## Kutipan Teks
══════

Dan sayangnya, keadaan menjadi lebih parah ketika kita mendapati bahwa mereka; anak-anak yang belajar baru kemarin sore ini bisa bersikap seperti ini karena ajaran guru-guru mereka di majlis sabtu dan ahab itu.
"ya ikhwah, Allah dan rasul tidak pernah menuntut kita untuk mengikuti pendapat-pendapat imam mazdhab atau siapapun. Kita hanya dituntut untuk mengikuti al-quran dan sunnah! Biarkan mereka berpendapat, yang penting kita tetap dalam manhaj salaf yang sesuai dengan al-quran dan sunnah!"begitu kiranya kata-kata yang keluar dari sang "ustadz" mereka. Dimana adab mereka terhadap ulama???
Apa mereka pikir para Imam itu tidak mengerti Al-Quran dan Sunnah padahal mereka, para imam hidup di zaman kecemerlangan dunia keilmuan Islam, sedangkan para anak-anak ini hidup dimana?
Apakah mereka pikir bisa memahami Al-Quran dan sunnah dengan benar dan lurus tanpa adanya bantuan dari ulama-ulama seperti 4 Imam madzhab ini. Kalau bukan dari mereka, lewat jalur mana kita bisa mamahami Al-Quran dan Sunnah suci ini?

══════

## Data yang Diberikan

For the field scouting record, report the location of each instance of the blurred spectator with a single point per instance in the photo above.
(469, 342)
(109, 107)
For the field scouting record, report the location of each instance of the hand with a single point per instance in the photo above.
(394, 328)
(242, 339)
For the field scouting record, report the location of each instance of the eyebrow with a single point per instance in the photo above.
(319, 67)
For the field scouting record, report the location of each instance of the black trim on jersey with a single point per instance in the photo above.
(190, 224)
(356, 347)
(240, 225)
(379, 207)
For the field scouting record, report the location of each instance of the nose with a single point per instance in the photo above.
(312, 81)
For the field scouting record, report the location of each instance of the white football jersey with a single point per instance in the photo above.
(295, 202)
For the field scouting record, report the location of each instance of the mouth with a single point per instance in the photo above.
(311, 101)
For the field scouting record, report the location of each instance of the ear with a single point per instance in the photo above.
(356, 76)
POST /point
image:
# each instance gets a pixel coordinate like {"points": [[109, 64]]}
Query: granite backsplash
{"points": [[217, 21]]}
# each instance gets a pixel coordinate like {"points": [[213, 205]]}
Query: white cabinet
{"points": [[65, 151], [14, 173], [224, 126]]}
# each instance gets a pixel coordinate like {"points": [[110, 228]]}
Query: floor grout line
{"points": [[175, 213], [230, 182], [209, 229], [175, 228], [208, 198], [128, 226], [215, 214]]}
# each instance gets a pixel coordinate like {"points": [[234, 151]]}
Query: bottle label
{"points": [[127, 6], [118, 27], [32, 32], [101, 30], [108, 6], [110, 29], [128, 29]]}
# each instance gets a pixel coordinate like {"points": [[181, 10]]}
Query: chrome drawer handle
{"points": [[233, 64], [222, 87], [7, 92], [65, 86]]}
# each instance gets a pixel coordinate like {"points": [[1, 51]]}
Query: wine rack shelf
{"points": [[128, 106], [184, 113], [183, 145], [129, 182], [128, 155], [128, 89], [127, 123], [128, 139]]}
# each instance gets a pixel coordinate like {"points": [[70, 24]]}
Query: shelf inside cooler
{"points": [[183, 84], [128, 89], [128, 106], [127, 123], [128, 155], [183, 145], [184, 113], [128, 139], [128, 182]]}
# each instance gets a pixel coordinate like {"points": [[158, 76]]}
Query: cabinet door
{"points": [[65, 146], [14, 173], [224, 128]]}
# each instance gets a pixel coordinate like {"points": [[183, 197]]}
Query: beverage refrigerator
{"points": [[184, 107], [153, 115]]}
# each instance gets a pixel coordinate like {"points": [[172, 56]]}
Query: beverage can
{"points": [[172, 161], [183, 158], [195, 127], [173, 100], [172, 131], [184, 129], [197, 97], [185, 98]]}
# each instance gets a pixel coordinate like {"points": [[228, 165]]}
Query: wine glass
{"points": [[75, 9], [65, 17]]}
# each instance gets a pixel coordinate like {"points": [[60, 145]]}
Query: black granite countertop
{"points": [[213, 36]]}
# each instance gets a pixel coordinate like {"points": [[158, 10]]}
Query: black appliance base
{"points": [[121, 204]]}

══════

## Daftar Tugas
1. Ketik ulang bagian kutipan tentang adab terhadap ulama dari "Apa mereka pikir" sampai "Sunnah suci ini?".
2. Dalam kutipan tentang adab terhadap ulama, para imam disebut hidup di zaman apa?
3. Tuliskan lanjutan kutipan tentang adab terhadap ulama, mulai setelah kalimat terakhirnya.

## Jawaban Tertulis
1.
Apa mereka pikir para Imam itu tidak mengerti Al-Quran dan Sunnah padahal mereka, para imam hidup di zaman kecemerlangan dunia keilmuan Islam, sedangkan para anak-anak ini hidup dimana?
Apakah mereka pikir bisa memahami Al-Quran dan sunnah dengan benar dan lurus tanpa adanya bantuan dari ulama-ulama seperti 4 Imam madzhab ini. Kalau bukan dari mereka, lewat jalur mana kita bisa mamahami Al-Quran dan Sunnah suci ini?

2. Di zaman kecemerlangan dunia keilmuan Islam.

3.
Dan lebih disayangkan lagi, anak-anak kemarin sore ini berani menyelisih pendapat para Imam bukan karena mereka mengerti dalil, bukan! Bukan juga karena mereka mengerti bagaimana cara ber-Istidlal dan metode Istimbath hukum yang benar. Bukan karena itu semua, toh mereka mubtada' khobar pun tidak mengerti.
Semua karena didasari hawa nafsu dan pemahaman yang keliru tentang bagaimana seharusnya sebuah hukum itu bisa disimpulkan dari sebuah dalil yang rinci yang memang sejatinya itu ranah para ulama fiqih.
Seandainya mereka tahu dan mengerti, pastilah mereka tidak akan merasa dan berkampanye bahwa pendapat mereka yang paling mengikuti Al-Quran dan sunnah, dan pendapat yang lain salah. Orang yang paham syariah tidak akan berpendapat seperti ini.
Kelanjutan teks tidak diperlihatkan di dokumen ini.